::: Supplied material :::

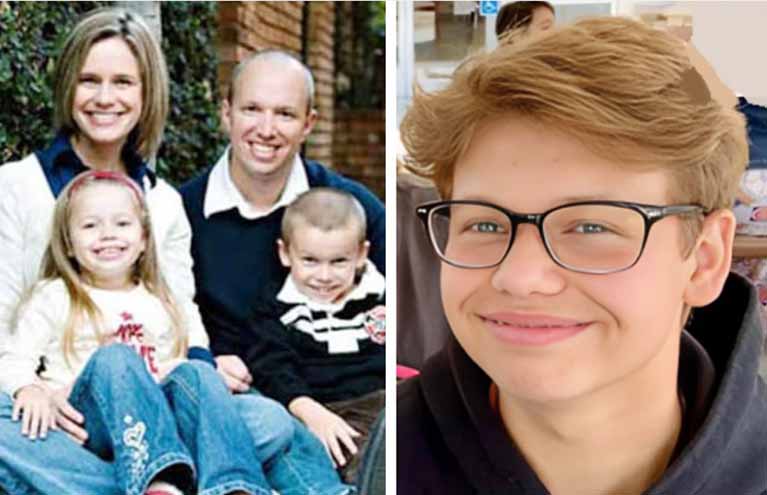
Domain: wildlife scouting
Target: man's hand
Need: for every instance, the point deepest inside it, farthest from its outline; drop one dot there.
(34, 406)
(329, 427)
(235, 373)
(69, 419)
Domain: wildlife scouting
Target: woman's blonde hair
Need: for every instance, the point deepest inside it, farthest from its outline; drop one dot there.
(627, 91)
(99, 25)
(59, 263)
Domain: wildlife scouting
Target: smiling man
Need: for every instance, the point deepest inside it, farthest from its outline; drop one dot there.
(601, 346)
(236, 207)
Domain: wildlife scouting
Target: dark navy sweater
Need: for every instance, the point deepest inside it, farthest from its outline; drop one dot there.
(450, 441)
(235, 258)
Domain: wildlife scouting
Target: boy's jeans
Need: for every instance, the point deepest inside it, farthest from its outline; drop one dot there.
(59, 465)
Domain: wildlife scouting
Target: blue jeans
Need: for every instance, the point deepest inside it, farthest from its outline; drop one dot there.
(294, 460)
(137, 430)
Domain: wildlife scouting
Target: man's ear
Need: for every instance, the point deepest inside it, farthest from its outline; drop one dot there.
(712, 255)
(226, 114)
(311, 120)
(364, 249)
(282, 252)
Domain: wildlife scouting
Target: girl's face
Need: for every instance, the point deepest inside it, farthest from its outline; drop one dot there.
(106, 234)
(107, 102)
(623, 327)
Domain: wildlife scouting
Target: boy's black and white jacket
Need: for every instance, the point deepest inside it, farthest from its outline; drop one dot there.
(294, 346)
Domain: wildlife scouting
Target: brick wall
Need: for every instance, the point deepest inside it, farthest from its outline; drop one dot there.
(359, 147)
(319, 57)
(245, 27)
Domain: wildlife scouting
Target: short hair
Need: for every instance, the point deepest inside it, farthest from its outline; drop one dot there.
(327, 209)
(517, 15)
(274, 55)
(627, 91)
(99, 25)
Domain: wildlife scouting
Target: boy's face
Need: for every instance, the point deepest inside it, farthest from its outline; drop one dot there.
(621, 327)
(323, 264)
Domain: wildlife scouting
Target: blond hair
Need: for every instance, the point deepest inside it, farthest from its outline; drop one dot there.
(324, 208)
(624, 89)
(99, 25)
(59, 263)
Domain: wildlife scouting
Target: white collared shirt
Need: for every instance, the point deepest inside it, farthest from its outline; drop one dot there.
(222, 194)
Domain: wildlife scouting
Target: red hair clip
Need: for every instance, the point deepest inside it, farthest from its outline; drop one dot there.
(105, 175)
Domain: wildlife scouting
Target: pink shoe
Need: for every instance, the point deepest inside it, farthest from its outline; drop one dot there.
(162, 488)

:::

◆ **The exercise**
Restate each line of the records exactly; pictures do not belong in the copy.

◆ **Solution to this exercise**
Domain: wildlife scouting
Target: man's hand
Need: for every instance, the point deepest inside it, farthest from its outline; drop one dot there.
(34, 406)
(329, 427)
(235, 373)
(69, 419)
Domain: wildlife scouting
Target: woman's blonde hair
Need: for every instance, the point deepest inside it, farthest from its outline; drop one dot there.
(627, 91)
(99, 25)
(59, 263)
Domain: wildlife scouting
Target: smiling man
Need: for every instance, the point deepest inside it, farthest from its outline; drop one dot there.
(601, 346)
(236, 207)
Domain: wildlife scouting
Target: dark navy sweater
Need: for every instance, the point deepest inside it, farthest from its outline; drop one dot there.
(450, 441)
(235, 258)
Domain: wildlife scouting
Target: boy's jeans
Need: for every instance, the point deepest inside it, farthest from its outline; drop one dot there.
(59, 465)
Domain: wildlife scouting
Target: blue jeans
Need: for every instance, the point deepest inside it, farthest from its outline; drop one dot there.
(294, 460)
(137, 430)
Domain: wildlife scouting
Target: man's ear
Need: for every instance, the point deepest inside it, farthest from its outline; drop one dot there.
(712, 255)
(226, 114)
(311, 120)
(364, 249)
(282, 252)
Domain: wildlife scouting
Target: girl's face
Need: for every instance, the point deepest inside it, farthest from its outline; drop one dot there.
(106, 234)
(107, 102)
(623, 327)
Domain: wildlife scouting
Target: boy's black and white jacket
Need: for every instance, the point deepest inside it, farthest from its outline; drop one dot there.
(294, 346)
Domain: wildlife scouting
Target: brick wall
Need: for every instance, the point deepest inside it, farthest from its outline; drop one dot there.
(359, 147)
(319, 57)
(245, 27)
Domain: wildlife scouting
Target: short hair
Need: for every instance, the point deepest inside it, farthest from its outline; drop one dot there.
(327, 209)
(517, 15)
(274, 55)
(627, 91)
(99, 25)
Domain: wildlife scouting
Target: boy's face
Need: for every instance, the point deepest inside it, farthest from its outline; drop one dot there.
(621, 327)
(323, 264)
Domain: wildlife scouting
Target: blond hair
Need: for every instance, the point deepest inside it, farthest from its outline; drop one dot there.
(324, 208)
(624, 89)
(99, 25)
(59, 263)
Domain: wildlife scouting
Target: white collared shirt
Need: for every instance, the point deepest inside it, farthest from its outline; drop one dot there.
(222, 194)
Domain: wildlife scouting
Target: red hair clip
Need: for every instance, the point deepest inside it, farthest from its outline; drop one dot there.
(105, 175)
Domain: wildlife scouting
Target: pink shoe
Need: for every instance, the point deepest inside it, farthest from its outline; drop one dot there.
(162, 488)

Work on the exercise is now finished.